> **Page text**:
########################################

Brandon P. Bell (born January 13) is an American actor, who is best known for his roles on the television series Hollywood Heights and Dear White People.

==Early life==
Born in Dallas, Texas, he attended the University of Southern California with a drama scholarship. Prior to focusing full time on his acting career, Bell played soccer for seven years traveling to France and winning the USA Cup Gold Medal.

==Career==
Bell landed the role of Jake Madsen in the 2012 television series Hollywood Heights. In 2014, he starred as Troy Fairbanks in comedy-drama film Dear White People, which was adapted into a Netflix series of the same name.

########################################

> **Task directions**: According to the Brandon P. Bell biography above, which university did Bell attend?

Stored data
########################################

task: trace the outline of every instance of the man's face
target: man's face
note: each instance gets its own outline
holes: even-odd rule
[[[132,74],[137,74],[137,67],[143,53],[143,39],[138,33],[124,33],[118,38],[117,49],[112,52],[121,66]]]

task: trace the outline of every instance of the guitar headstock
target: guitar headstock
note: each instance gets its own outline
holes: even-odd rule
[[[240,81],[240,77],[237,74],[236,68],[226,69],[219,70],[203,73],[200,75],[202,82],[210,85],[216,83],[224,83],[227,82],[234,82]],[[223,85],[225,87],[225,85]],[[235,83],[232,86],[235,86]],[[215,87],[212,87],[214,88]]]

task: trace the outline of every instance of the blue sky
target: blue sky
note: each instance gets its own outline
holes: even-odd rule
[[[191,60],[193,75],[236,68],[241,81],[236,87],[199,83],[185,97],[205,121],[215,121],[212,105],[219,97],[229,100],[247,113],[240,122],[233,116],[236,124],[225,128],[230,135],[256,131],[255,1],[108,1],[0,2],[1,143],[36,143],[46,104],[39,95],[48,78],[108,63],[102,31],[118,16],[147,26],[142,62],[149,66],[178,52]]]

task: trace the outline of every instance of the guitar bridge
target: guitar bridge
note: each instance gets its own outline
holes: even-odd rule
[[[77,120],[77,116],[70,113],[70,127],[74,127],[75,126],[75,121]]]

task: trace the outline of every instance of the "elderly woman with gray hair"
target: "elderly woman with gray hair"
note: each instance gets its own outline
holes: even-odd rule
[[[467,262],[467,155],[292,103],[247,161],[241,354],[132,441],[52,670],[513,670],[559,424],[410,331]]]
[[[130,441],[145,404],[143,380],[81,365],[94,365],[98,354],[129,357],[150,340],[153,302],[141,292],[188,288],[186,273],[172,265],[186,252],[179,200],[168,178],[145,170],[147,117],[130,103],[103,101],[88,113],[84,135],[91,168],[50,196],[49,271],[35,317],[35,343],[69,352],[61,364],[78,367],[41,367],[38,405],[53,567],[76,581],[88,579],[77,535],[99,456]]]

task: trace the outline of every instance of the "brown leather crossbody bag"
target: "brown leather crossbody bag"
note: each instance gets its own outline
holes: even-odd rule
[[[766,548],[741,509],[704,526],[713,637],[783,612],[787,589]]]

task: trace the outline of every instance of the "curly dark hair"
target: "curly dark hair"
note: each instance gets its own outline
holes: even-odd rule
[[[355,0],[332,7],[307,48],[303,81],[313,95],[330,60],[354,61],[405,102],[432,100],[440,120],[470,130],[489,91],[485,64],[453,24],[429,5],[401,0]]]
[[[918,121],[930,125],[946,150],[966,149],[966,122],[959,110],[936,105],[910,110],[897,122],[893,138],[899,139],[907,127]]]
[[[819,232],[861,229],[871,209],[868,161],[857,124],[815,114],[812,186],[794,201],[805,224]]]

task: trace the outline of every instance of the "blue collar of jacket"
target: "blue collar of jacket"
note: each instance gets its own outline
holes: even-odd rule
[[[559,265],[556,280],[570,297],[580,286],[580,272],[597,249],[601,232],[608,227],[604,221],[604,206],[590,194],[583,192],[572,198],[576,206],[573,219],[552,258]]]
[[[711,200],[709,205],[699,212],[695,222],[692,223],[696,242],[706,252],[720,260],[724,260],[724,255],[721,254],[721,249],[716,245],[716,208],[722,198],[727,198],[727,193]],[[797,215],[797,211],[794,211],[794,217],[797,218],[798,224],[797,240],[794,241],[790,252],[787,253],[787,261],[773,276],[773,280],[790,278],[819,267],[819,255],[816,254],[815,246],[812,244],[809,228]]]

########################################

> **The answer**: The University of Southern California, on a drama scholarship.